- _REQUIREMENT_: Please give the entries again in full and exactly, without any picture.

- _AVAILABLE DATA_:
Content starts

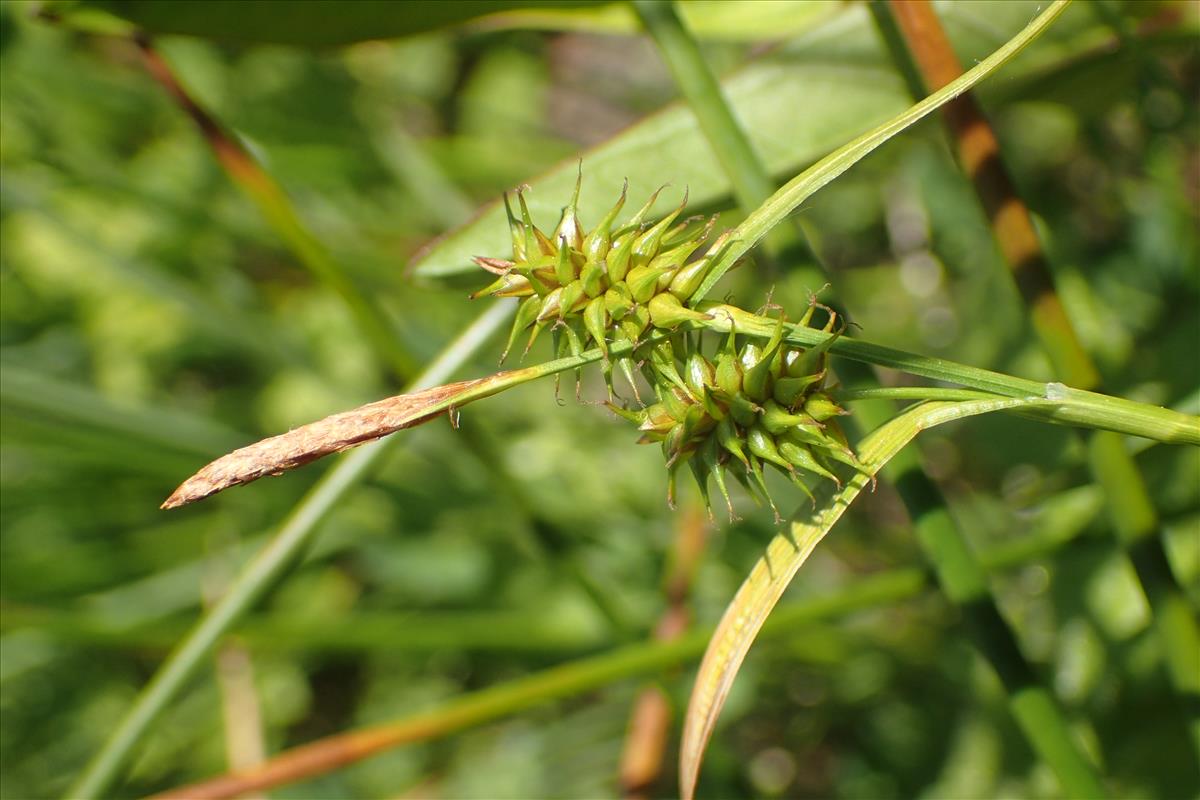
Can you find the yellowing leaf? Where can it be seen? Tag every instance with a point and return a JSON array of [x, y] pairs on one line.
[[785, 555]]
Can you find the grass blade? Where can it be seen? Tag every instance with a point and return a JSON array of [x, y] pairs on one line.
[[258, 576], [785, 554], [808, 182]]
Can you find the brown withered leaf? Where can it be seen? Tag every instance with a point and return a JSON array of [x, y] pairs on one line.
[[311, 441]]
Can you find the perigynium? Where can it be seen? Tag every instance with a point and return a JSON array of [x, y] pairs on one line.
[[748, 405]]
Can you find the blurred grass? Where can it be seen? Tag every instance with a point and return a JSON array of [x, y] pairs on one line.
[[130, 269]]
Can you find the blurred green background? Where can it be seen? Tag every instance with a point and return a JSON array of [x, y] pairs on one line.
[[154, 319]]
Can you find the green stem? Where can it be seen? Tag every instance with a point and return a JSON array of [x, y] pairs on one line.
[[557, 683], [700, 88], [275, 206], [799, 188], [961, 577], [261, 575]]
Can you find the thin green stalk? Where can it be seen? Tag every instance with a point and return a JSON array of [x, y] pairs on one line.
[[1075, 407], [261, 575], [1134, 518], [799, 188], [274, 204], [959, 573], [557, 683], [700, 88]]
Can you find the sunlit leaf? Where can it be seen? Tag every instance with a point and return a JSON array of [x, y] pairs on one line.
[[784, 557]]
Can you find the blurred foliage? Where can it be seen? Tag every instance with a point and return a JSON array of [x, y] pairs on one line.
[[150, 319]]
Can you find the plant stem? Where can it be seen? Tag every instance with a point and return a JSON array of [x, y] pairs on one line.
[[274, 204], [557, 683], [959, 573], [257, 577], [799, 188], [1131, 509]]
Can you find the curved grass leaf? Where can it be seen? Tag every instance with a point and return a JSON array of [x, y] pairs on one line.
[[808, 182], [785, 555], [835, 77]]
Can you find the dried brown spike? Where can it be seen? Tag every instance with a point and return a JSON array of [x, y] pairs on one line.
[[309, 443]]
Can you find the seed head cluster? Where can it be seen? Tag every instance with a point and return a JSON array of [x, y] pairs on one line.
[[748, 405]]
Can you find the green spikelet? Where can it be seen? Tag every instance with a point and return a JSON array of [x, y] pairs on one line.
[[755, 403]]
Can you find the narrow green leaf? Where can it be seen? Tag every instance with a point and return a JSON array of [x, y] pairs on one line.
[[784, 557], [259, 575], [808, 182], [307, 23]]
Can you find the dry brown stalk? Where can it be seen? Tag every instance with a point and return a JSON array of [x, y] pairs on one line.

Content ends

- _RESPONSE BELOW_:
Can you find the yellowing leaf? Where can it be seen? Tag every instance with a point and return a JSON array of [x, y] pairs on one line.
[[785, 555]]
Can you find the grass blade? Where can it be seen? Tag every instance with a point and return a JSON array of [x, y] pairs on one line.
[[258, 576], [785, 554], [808, 182]]
Can you find the brown withered leaf? Where can it be seen? Tag every instance with a point and return a JSON array of [x, y] pairs on one line.
[[311, 441]]
Can you find the perigynium? Where can it be seen? Tag every instance with a point and return a JSON array of [x, y] pairs on one line.
[[748, 405]]
Can you find the blurred grass? Where can it be seen? Tag every instance with a point and return a JSON array of [x, y] pairs on one line.
[[130, 269]]
Can you find the blurred green background? Where can it be seen? Tag every instance with a point and return a JSON array of [x, y] pairs on one line.
[[154, 319]]
Can you find the green stem? Where can it be seen? Tag every instance with a point and return a JSON array of [x, y] pairs on one line.
[[557, 683], [700, 88], [275, 206], [799, 188], [961, 577], [261, 575]]
Can you find the thin green stalk? Where can it be seen? Tag every instance with a point and return a JSON array of [x, y] pairs on one line.
[[1075, 407], [261, 575], [1134, 518], [799, 188], [274, 204], [959, 573], [557, 683], [700, 88]]
Can you find the sunlit leaf? Where can it be seen? Tag every instance with a point and return a JSON array of [x, y] pairs on one line.
[[784, 557]]
Can you find the blurred foliage? Where can it be seen? Tag every instance with a point and return a JSON array of [x, y] pairs on one line.
[[150, 319]]
Can you find the plant stem? Where can it be seen? Tag every instance with a point and return a JSON array of [x, y] pairs on one line.
[[274, 204], [557, 683], [959, 573], [257, 577], [799, 188], [1131, 509]]
Can you find the curved grass leaf? Where can it be seen? Tag every instance with a point and return a JSON array of [x, y] pairs on one line.
[[808, 182], [785, 555], [835, 77]]
Can you find the dried brown spike? Where can it be seen? Tag every instance with a point and return a JSON array of [x, y] pairs on one line.
[[309, 443]]
Can you find the seed head cluster? Where can it be seen? Tag every instance with a point and return a JSON array of [x, y] pairs on one line.
[[748, 405]]
Can you find the green spikelet? Where can it be seen? Tag every instance with a point and return a JSON array of [x, y] pairs on one line.
[[755, 403]]
Can you find the narrow green leaf? Where can it be seen? Tag every instance with a point and return a JSON array of [x, y] pairs on one line.
[[784, 557], [259, 575], [808, 182], [307, 23]]
Can you find the dry brown stalk? Where can it be seen? Tag every instance with a point and return a JSON array of [x, y] pairs on one line.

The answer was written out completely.